Starting at the top of the items and stopping after the line that contains "396, 787, 434]]", copy only those lines, and scale every box coordinate in the answers by 0.95, rounding each to a whole number with halves rounded up. Leave the pictures out.
## BEGIN
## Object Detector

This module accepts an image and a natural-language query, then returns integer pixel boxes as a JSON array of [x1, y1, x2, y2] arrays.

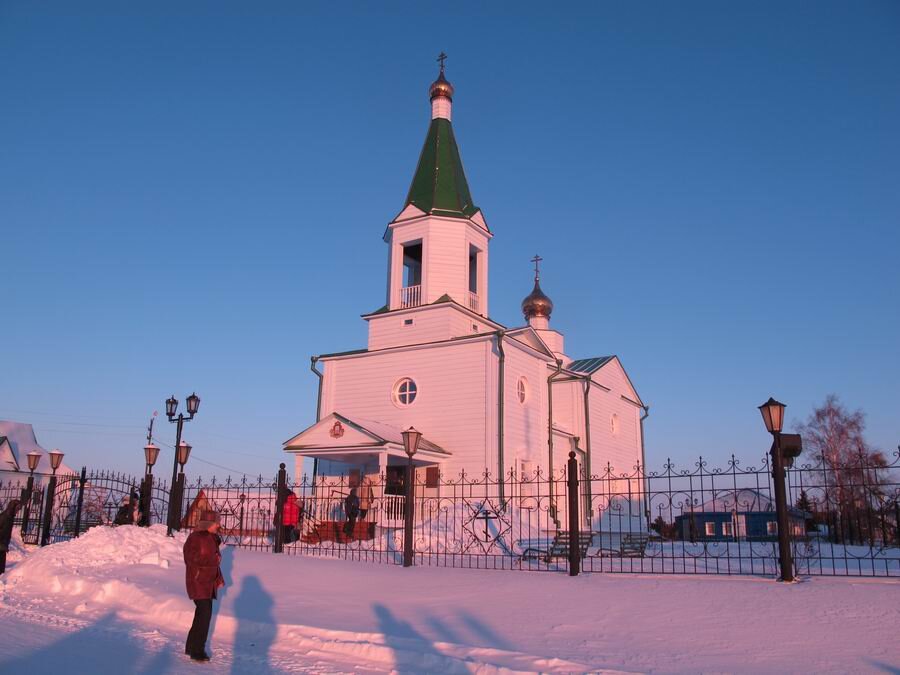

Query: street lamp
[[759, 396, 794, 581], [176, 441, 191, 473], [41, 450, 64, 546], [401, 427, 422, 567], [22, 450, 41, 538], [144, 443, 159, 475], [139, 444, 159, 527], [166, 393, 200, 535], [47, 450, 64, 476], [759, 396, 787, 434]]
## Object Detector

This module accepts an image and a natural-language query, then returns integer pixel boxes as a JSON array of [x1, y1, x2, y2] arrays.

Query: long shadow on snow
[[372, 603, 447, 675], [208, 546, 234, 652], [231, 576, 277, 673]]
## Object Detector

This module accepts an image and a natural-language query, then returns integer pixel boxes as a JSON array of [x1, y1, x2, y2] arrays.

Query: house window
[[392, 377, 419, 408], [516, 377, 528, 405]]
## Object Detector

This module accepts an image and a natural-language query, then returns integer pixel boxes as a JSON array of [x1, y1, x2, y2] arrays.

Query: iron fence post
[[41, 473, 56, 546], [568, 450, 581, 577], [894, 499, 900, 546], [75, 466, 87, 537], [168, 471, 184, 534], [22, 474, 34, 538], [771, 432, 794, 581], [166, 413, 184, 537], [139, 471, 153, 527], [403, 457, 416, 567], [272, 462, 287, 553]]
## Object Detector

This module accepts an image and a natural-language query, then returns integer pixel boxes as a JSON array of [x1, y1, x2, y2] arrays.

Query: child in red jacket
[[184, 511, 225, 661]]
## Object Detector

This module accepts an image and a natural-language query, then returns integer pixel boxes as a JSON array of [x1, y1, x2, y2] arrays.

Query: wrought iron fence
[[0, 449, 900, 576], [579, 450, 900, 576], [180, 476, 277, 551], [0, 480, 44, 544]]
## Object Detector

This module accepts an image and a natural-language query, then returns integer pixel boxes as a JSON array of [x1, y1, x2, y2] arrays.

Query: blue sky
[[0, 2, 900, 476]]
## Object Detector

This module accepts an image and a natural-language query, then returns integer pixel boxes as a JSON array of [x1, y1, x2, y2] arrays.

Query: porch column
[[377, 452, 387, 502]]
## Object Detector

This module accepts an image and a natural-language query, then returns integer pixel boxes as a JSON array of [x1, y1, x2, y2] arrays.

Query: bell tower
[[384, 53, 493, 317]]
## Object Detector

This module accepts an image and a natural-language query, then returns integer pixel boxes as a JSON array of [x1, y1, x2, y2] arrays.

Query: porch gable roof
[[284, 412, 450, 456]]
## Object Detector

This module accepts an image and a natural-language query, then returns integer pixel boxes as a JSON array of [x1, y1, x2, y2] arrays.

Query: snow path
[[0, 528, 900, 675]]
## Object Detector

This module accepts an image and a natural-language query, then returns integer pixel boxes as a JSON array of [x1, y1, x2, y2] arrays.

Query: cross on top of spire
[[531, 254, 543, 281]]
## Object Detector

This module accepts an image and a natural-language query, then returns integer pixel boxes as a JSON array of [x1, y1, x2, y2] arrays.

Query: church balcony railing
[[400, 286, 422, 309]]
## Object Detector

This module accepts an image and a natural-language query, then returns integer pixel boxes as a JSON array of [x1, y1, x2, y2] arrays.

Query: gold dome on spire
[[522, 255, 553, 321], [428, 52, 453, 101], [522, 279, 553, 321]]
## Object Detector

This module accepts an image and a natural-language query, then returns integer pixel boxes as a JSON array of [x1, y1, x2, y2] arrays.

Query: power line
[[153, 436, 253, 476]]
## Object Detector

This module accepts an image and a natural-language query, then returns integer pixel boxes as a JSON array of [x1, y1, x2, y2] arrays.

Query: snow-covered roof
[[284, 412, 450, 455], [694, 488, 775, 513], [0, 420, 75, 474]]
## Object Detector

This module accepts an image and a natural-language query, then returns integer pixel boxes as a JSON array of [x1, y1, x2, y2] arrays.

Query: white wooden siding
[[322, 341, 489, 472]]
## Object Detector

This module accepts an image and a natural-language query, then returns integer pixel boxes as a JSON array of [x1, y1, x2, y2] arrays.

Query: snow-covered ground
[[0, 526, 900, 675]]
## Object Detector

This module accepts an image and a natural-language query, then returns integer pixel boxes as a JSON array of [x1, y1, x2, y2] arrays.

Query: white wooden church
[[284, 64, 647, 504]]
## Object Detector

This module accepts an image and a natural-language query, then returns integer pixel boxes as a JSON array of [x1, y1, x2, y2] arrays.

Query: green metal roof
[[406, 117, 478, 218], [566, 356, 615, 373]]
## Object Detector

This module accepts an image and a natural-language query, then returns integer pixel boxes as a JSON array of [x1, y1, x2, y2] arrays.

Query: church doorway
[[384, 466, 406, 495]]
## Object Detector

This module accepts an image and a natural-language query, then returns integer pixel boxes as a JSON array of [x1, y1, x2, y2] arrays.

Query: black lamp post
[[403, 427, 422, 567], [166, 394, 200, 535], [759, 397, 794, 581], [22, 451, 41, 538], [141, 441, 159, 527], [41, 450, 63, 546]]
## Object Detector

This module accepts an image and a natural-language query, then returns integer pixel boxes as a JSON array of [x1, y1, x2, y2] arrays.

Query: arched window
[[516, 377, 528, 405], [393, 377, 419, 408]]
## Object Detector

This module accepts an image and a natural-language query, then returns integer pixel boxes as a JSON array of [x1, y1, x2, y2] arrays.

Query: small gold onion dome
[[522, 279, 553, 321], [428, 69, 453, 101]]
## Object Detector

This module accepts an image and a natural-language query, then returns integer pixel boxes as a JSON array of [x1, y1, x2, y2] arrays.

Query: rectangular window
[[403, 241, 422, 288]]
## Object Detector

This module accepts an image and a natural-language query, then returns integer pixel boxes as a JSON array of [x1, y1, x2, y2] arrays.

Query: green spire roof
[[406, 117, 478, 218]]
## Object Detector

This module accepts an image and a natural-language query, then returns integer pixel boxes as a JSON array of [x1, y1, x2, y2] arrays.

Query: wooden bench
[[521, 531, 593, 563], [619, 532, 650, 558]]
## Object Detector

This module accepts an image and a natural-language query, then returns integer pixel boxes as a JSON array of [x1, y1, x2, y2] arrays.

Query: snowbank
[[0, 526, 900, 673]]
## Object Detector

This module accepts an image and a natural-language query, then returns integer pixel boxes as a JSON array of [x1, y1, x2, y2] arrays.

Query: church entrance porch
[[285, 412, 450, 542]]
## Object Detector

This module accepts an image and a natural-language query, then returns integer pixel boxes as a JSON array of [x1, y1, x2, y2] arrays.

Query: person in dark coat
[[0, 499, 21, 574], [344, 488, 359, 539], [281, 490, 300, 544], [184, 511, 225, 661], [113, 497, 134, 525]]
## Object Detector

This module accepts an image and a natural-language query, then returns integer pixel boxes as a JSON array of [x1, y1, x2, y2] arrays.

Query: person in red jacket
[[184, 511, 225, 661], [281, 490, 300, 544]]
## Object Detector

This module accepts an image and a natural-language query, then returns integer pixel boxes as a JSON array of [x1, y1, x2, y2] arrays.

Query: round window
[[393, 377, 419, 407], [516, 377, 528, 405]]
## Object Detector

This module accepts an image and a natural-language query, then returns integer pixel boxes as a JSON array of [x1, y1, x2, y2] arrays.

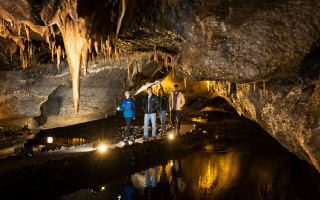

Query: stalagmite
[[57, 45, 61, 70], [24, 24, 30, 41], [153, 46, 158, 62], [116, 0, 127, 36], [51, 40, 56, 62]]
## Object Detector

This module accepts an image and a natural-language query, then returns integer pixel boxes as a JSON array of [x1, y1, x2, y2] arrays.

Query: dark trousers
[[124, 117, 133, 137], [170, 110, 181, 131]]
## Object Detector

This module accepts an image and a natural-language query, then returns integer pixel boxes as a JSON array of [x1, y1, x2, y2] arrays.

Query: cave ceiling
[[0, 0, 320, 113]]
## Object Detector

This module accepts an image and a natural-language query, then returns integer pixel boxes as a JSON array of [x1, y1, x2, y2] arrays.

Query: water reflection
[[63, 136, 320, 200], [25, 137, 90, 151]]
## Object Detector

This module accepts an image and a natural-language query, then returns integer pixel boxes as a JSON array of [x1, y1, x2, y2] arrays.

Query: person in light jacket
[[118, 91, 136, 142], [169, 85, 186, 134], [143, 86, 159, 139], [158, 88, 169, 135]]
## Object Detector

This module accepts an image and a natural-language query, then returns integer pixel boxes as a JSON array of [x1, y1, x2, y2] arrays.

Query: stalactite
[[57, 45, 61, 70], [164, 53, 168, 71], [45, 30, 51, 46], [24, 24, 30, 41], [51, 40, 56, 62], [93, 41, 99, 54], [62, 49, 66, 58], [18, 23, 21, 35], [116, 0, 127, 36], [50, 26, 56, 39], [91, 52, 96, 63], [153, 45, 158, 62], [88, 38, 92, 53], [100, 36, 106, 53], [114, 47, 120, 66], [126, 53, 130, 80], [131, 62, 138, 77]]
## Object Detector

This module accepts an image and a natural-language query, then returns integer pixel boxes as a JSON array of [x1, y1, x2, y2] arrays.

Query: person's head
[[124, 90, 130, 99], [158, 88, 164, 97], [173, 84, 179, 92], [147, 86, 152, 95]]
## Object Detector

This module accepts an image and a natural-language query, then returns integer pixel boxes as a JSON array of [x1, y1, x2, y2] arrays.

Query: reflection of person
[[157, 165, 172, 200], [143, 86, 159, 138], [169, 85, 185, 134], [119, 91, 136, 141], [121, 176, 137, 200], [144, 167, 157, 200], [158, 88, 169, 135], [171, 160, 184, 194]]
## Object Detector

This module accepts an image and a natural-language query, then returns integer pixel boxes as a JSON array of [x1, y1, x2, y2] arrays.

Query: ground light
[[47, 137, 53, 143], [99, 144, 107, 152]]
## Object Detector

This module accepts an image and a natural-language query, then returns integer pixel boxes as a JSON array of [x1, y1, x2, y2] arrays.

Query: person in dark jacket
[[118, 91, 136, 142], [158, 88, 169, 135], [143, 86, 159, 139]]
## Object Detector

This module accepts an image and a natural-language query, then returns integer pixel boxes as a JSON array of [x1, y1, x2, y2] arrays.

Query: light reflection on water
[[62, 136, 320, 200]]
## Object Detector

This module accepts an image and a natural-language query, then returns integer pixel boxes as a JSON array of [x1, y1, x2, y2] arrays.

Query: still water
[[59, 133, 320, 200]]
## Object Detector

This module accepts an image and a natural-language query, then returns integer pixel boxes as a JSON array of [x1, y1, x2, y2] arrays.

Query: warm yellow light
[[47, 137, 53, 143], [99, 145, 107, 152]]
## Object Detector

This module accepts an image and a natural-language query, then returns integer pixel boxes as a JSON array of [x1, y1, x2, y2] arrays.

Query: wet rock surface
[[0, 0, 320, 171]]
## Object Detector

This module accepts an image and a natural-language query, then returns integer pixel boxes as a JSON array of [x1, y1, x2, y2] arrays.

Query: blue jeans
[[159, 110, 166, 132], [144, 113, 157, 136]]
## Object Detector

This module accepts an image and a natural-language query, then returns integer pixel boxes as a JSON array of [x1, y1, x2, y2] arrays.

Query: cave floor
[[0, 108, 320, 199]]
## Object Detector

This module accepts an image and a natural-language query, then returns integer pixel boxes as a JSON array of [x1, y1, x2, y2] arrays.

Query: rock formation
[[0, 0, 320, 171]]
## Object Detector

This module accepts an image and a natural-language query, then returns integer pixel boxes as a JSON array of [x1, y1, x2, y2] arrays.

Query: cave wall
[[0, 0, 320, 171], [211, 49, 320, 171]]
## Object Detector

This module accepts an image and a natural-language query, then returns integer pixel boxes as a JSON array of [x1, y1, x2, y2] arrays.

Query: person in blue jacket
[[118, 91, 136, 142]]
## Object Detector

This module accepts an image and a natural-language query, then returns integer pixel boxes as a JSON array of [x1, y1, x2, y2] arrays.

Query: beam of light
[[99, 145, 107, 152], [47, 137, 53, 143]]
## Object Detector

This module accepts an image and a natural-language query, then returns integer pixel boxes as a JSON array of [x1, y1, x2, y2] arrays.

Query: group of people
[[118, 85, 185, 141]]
## END
Solved exercise:
## Object Detector

This module accepts an image and a natural-language query, then returns integer pixel boxes as a JSON array of [x1, y1, x2, y2] arrays.


Query: street lamp
[[721, 376, 754, 552], [167, 419, 181, 449], [39, 428, 61, 519], [381, 406, 401, 539], [21, 428, 39, 511], [137, 421, 151, 451], [132, 422, 151, 501], [158, 373, 190, 508], [45, 428, 61, 452], [721, 376, 748, 412]]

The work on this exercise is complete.